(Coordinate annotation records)
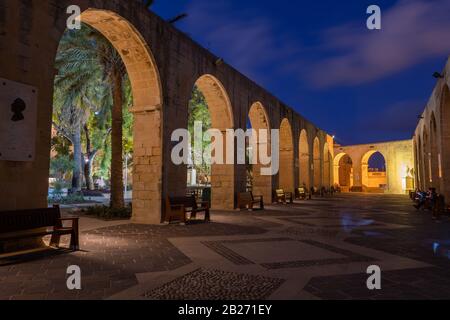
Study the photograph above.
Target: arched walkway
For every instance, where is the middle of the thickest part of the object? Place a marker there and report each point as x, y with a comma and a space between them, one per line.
326, 166
434, 155
445, 141
373, 175
304, 160
220, 109
147, 104
343, 171
426, 158
317, 171
262, 184
286, 173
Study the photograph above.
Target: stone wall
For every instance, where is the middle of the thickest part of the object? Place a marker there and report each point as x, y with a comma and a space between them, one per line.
432, 139
399, 157
163, 64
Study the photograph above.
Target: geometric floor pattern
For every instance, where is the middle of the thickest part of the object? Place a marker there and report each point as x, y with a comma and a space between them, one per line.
317, 249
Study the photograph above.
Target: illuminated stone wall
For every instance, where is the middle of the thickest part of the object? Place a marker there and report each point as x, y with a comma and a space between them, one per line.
399, 157
163, 64
432, 139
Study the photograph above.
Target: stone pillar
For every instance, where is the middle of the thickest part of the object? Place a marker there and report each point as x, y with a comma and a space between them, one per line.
222, 183
357, 173
147, 170
262, 185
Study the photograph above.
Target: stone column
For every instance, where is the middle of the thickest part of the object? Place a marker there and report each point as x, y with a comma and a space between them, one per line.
147, 167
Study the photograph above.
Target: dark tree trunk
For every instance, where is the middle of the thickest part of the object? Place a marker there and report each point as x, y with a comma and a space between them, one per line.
117, 192
88, 171
89, 161
77, 159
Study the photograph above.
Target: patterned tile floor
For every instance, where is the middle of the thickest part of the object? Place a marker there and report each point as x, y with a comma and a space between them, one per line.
318, 249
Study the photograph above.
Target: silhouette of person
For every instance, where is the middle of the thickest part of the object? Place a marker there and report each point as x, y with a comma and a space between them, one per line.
17, 108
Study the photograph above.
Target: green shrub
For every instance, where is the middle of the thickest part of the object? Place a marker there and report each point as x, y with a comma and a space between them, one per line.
73, 198
108, 213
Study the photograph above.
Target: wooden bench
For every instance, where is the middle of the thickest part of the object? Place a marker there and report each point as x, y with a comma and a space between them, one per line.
303, 194
246, 200
177, 208
283, 197
33, 223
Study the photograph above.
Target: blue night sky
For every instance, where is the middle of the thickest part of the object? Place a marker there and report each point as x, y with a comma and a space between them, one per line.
318, 56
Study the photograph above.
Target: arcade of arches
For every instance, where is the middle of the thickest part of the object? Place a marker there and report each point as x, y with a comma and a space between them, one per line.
164, 65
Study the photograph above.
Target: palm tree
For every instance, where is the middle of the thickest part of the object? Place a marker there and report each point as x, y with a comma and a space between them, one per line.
88, 61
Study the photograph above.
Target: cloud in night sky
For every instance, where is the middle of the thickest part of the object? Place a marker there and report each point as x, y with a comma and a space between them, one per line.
412, 31
248, 42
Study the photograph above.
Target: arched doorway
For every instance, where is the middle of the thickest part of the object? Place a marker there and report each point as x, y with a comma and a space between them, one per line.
426, 158
317, 166
145, 88
221, 175
343, 170
304, 160
445, 141
374, 173
434, 155
326, 166
286, 173
259, 121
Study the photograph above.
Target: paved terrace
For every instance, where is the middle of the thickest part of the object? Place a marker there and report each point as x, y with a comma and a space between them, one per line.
318, 249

**Problem**
Set down the material above as is, without any pictures.

**Right answer**
Study the photograph above.
Target: arched walkway
For every instance, where is the middle of the thickest part of the object? Place a marker there and report each point as x, y with a comma and a space between them, one per line.
326, 166
434, 155
445, 141
373, 175
304, 160
220, 109
147, 104
343, 171
426, 158
317, 171
262, 184
286, 173
Study the photograph above.
Target: stone wall
For every instance, where is the middle of the thickest part of the object? Place a marker there and report each point as x, y with a comma and a space between them, one per line.
432, 139
399, 157
163, 64
Study the photograph above.
Target: geometric floor pattern
For every instance, where is the middle of the thickest part of the object? Place a marker there and report each point as x, y with a comma and a space between them, one per line.
317, 249
Study the photograph above.
Target: illuminated stone wall
For every instance, where is the middle of the thickest part of the object? Place a marker there and report each point as x, y with a comma and a space between them, one per line.
399, 157
163, 64
432, 139
Study the photograph above.
Target: stone pillar
For every instance, where is the middle of the thickest part of the object? Place a marker there and report each point as x, y with a comma and a space between them, one per line.
222, 183
357, 173
147, 170
262, 185
Study the photograph above.
Target: stone column
For every instance, where is the middle of the thickest part of the object? Place a marker there and report each point as x, y with a comma and a space between them, one per line.
147, 167
Study the photograph above.
Target: dark tree trunk
For every instance, where is the middle of the thickest part of the object? Place a marker there and report each point as x, y with a comma and a space between them, one per line.
117, 192
88, 171
89, 161
77, 159
Study the photograph above.
Target: patterned tile floor
For every instance, where is the middle of the thickest part of the object? Place a marker there and report each point as x, y with a comma and a space between them, one per line.
318, 249
Study the photograph above.
Target: silhouette of person
For every instance, where is the middle of the thickest part of the object? Place a marker there and report each point as x, y with a comma and a space between them, one per line.
17, 108
Study the photograph above.
Target: green shrub
For every instance, where is the middle of the thickest part of the object? Place a marker there and report each point as x, y with a comma and a space between them, one per line.
73, 198
108, 213
Study the photograph above.
Target: wooden bench
For every instance, where is the middle of the thickest part of the object? Place a marker there and report each point as x, y with a comma and a space between them, one per line.
303, 194
246, 200
177, 208
283, 197
33, 223
Study the photograph above.
Target: blue night sky
For every instance, where is the middle of the thickest part of the object? Place a marker there and report each point as x, y with a comma and a space between them, one per line.
318, 56
Study the photograph above.
Target: arcade of arches
For every instance, where is the middle of the thickest part of the object? Place a marker there and report each point as x, y with a comma and a space between them, one per line.
164, 65
Study the photograph above.
Target: palm tree
For every instance, where is the middle of the thickest part of the object? Place a marker there and report each point as x, y with a comma and a space between them, one per line.
88, 61
Study the photograph above.
Target: cloud in night sky
For every instance, where is the middle of the thickest part of the object? Place a marker there and report each point as x, y with a comma and a space between them, one per line.
412, 31
248, 42
Study the photograph above.
Target: arched doorway
For every instance, where is the middle of the thickest part of the object? Place a marker there and report each point as x, y with a comma and a space between them, one per line.
426, 158
317, 166
145, 88
221, 175
343, 170
304, 160
445, 141
374, 173
434, 155
326, 166
286, 173
259, 121
Study the photograph above.
Target: paved terrace
For every instance, where is the middle of the thickest part of the object? Place a marker there and report each point as x, y with a comma and a space between them, one per line.
318, 249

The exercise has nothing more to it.